**Task requirements:**
Count the lines in the items below that contain the word "doorway", treating uppercase and lowercase as different. Reply with the number only.

**Data section:**
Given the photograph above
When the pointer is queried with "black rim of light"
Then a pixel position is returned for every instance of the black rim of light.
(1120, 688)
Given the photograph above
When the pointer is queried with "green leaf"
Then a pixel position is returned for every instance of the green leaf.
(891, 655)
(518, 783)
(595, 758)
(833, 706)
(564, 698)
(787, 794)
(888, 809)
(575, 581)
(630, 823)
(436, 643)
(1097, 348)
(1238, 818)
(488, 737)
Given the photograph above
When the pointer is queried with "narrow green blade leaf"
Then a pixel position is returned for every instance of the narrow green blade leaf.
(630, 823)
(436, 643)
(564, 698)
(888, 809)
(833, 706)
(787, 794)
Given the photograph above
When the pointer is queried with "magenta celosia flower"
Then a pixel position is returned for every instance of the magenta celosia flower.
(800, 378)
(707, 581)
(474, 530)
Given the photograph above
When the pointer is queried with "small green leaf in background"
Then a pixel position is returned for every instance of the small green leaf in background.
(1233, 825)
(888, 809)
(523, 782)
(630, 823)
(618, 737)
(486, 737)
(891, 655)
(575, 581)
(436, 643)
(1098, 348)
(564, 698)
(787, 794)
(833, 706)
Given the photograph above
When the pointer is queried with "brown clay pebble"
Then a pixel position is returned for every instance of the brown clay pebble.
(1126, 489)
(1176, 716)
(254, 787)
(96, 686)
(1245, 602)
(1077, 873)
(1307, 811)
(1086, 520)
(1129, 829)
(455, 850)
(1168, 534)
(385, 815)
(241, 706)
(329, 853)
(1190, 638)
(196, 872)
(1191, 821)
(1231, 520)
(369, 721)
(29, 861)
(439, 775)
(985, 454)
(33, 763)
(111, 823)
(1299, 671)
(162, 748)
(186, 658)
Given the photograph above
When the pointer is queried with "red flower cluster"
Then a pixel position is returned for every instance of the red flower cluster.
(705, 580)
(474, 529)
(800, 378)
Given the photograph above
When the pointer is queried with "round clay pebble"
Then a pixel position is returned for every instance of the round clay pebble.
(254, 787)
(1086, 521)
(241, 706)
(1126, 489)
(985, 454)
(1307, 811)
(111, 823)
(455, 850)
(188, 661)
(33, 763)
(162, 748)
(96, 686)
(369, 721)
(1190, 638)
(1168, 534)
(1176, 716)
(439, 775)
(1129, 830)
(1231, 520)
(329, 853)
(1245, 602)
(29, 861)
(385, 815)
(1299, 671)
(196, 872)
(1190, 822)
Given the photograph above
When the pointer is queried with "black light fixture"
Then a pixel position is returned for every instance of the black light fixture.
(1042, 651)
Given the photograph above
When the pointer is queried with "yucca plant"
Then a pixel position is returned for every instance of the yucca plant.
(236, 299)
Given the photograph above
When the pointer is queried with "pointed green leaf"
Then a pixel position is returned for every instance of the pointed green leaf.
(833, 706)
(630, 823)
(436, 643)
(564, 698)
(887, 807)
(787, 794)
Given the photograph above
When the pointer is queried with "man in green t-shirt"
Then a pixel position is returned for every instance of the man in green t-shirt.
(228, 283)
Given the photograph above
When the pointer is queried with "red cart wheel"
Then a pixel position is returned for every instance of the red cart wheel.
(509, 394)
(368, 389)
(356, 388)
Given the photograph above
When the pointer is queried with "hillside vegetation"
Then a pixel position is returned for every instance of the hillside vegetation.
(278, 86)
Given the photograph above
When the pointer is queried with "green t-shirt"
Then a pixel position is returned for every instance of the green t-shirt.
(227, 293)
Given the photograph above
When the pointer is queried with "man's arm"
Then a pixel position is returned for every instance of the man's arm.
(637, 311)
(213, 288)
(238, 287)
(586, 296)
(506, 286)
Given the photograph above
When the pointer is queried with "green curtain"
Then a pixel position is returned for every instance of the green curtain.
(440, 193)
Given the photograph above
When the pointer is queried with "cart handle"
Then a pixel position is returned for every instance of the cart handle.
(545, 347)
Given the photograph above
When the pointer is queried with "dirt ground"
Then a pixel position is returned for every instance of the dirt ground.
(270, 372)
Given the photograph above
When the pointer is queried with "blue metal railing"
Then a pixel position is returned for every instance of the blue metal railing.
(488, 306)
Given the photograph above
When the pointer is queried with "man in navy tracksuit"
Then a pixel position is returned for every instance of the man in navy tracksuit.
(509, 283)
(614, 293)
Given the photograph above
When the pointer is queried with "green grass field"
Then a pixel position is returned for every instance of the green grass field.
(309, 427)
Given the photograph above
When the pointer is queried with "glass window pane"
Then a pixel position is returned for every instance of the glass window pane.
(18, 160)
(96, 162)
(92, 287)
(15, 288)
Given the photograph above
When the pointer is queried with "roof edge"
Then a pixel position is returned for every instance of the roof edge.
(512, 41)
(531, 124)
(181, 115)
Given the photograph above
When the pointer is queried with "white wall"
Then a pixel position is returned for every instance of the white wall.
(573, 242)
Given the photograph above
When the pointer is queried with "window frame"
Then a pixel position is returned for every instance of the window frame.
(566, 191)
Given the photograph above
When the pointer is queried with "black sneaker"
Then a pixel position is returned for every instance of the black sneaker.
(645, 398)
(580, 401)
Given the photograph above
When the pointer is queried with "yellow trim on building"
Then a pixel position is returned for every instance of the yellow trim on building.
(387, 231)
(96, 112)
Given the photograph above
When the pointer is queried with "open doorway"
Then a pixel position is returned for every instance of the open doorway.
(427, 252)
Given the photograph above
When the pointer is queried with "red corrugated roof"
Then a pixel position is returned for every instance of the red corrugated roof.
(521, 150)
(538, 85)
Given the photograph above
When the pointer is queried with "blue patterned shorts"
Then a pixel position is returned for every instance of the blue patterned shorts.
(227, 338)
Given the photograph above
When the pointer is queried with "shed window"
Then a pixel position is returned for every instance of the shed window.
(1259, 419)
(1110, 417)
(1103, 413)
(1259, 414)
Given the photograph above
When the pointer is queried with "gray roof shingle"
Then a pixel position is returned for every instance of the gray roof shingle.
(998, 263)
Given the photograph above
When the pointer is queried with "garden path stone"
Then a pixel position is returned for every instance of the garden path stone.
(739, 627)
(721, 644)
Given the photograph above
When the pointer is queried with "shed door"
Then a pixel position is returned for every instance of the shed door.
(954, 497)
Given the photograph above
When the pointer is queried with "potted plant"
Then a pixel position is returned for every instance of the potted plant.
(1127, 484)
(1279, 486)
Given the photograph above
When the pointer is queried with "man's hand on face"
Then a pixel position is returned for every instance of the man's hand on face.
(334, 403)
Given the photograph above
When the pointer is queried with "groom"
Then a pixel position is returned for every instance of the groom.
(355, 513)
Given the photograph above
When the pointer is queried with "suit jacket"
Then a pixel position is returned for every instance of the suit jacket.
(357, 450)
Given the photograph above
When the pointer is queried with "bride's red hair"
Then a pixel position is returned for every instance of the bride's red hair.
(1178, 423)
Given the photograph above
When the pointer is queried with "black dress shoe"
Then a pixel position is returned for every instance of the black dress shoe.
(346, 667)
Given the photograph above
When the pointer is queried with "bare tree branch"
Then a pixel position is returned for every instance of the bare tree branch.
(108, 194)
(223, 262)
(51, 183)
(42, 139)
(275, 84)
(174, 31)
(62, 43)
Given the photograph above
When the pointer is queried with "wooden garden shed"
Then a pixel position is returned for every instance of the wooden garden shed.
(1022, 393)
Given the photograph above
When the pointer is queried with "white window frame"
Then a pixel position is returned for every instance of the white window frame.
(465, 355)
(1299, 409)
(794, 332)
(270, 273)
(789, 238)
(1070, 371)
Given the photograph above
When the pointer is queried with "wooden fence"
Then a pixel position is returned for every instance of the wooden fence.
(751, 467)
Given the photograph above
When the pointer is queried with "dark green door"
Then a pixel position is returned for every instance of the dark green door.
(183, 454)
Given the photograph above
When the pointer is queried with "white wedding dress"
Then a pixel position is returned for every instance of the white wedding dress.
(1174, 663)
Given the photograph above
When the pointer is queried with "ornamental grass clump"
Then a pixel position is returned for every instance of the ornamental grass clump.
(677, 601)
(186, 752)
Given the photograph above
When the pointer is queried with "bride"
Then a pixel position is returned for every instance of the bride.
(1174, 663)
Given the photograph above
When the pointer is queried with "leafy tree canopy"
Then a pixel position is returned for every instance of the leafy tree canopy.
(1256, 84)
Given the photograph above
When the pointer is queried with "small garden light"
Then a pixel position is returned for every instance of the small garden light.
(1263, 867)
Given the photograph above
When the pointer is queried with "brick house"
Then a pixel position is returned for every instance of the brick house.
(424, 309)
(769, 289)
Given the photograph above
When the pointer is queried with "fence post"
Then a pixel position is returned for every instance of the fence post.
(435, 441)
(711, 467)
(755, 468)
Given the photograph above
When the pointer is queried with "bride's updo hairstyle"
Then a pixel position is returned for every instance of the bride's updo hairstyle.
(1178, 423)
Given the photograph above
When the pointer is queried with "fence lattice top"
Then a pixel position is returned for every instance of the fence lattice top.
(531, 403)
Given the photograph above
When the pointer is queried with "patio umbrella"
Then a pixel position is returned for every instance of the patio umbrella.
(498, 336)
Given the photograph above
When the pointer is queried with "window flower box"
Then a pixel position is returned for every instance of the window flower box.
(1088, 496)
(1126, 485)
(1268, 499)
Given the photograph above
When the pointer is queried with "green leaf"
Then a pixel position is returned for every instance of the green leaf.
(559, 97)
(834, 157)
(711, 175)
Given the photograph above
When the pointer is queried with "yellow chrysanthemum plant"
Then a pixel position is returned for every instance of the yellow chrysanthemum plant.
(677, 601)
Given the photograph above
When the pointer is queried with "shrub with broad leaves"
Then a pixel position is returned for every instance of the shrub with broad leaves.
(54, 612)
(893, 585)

**Finished task:**
2